• _Given exercise_
Count the lines in the records that contain the string "covered". Reply with the number alone.

• _Recorded data_
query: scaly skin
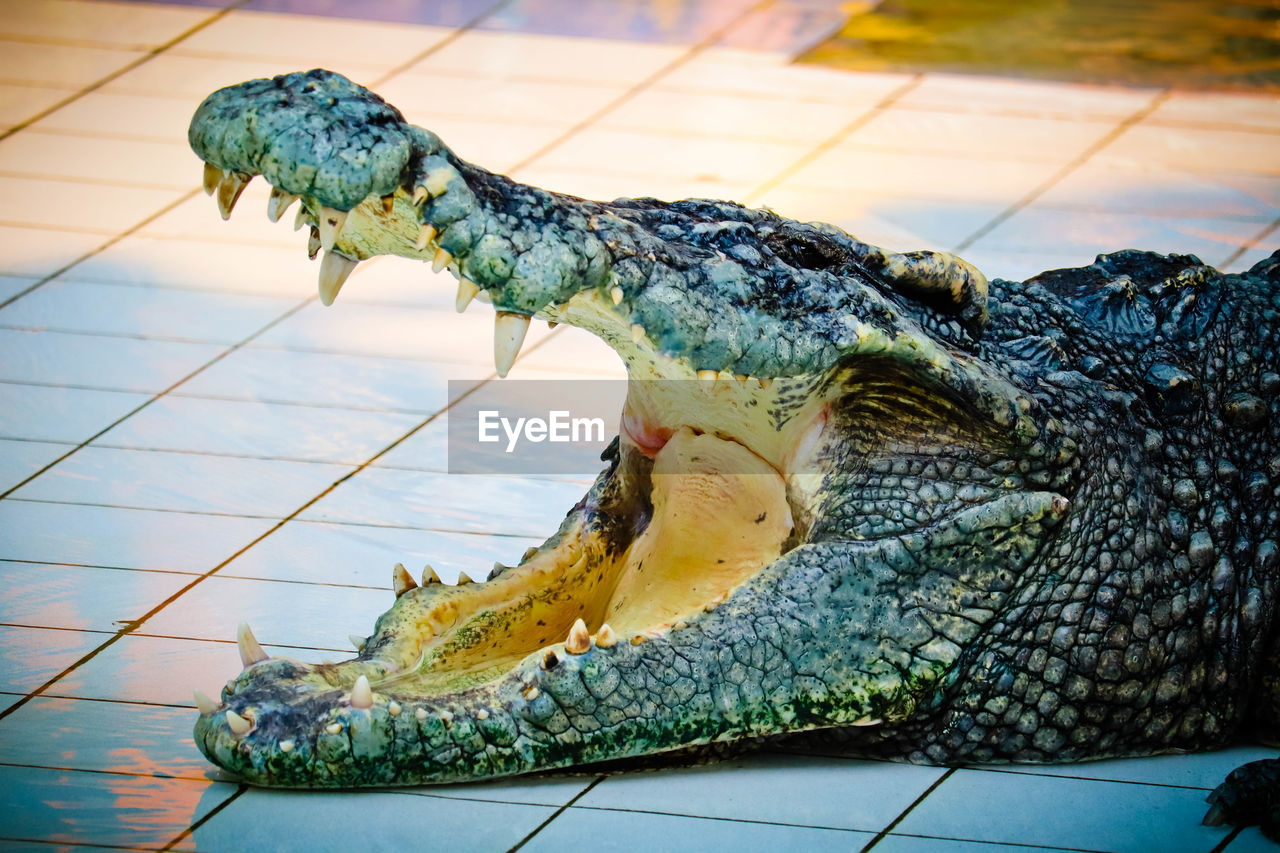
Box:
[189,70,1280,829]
---
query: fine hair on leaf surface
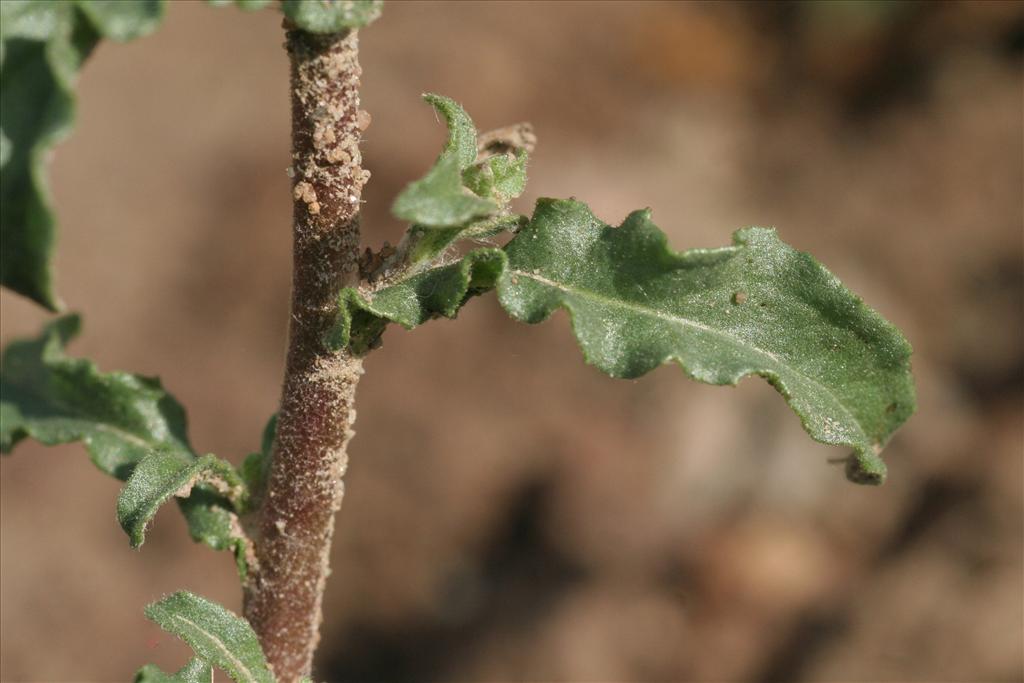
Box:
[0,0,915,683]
...
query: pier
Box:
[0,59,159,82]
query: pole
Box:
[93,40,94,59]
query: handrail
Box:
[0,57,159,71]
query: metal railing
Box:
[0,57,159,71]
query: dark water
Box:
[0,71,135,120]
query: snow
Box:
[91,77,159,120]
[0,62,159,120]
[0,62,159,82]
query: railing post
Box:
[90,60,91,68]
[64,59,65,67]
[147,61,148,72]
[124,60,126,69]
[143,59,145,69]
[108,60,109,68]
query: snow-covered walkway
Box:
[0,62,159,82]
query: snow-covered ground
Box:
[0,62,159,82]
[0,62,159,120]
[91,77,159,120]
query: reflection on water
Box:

• _Final answer_
2